Which lines in the records below contain the word "jersey"? Copy each one.
━━━━━━━━━━
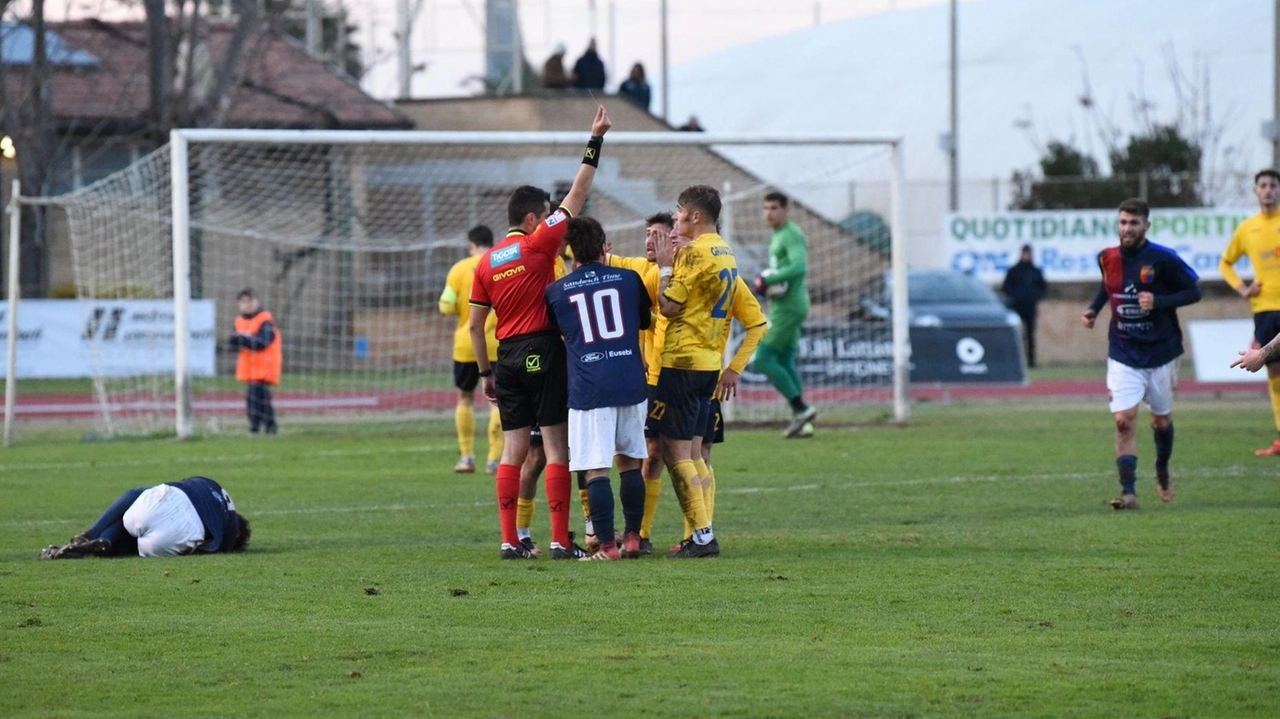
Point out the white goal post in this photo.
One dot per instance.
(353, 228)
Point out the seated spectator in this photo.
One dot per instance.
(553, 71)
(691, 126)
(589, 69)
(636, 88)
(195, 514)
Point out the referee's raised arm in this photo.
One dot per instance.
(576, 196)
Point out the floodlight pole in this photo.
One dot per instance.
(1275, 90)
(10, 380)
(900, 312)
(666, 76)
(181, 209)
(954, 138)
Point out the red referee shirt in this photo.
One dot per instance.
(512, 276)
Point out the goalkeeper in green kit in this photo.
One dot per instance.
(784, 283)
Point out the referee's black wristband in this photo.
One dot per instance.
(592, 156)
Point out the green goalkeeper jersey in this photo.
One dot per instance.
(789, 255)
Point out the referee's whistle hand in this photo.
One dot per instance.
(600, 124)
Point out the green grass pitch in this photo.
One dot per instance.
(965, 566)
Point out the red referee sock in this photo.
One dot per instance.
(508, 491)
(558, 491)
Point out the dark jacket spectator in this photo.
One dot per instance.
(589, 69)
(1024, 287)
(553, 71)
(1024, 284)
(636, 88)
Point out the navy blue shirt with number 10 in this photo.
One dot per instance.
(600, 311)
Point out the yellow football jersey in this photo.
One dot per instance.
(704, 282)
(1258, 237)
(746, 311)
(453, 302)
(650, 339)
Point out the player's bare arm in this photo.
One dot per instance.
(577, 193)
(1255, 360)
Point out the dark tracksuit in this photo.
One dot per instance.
━━━━━━━━━━
### The completed task
Point out the green goalkeeper jersey in this photo.
Point out the yellow football jersey in this photo.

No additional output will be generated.